Work request:
Print exactly the lines from the line with "Target: distant hill" to the last line of the data, please, both included.

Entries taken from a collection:
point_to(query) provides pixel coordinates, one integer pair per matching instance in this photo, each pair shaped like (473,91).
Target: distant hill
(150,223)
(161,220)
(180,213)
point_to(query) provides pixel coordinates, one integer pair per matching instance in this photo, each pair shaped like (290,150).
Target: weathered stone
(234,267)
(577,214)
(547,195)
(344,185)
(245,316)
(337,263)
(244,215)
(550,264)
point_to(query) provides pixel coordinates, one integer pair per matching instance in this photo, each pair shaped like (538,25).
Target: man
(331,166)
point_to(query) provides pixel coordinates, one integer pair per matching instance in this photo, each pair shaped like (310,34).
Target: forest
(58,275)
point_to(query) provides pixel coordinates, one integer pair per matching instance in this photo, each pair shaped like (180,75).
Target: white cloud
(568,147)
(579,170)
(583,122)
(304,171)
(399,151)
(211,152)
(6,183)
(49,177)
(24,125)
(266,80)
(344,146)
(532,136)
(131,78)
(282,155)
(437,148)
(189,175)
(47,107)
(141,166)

Finished task:
Target: distant hill
(150,223)
(161,220)
(180,213)
point_to(query) provides pixel coordinates, one integer pair per matching instance in this photo, each pair shaped like (290,150).
Target: weathered stone
(234,267)
(577,214)
(547,195)
(344,185)
(245,316)
(337,263)
(244,215)
(550,264)
point_to(query) provides pixel coordinates, one integer pair per matching instance in this photo, each pair shaped like (538,25).
Target: man
(331,166)
point_to(query) provides pixel coordinates, one integer pair per matching instance in this photo, each pair shaped like (310,34).
Target: forest
(58,275)
point_to(query) provides pixel coordinates, one integer pair per matching instance in this photo, each pair shaped like (180,75).
Target: white cloud
(568,147)
(579,170)
(583,122)
(304,171)
(399,151)
(211,152)
(6,183)
(49,177)
(24,125)
(266,80)
(344,146)
(532,136)
(131,78)
(282,155)
(437,148)
(189,175)
(47,107)
(141,166)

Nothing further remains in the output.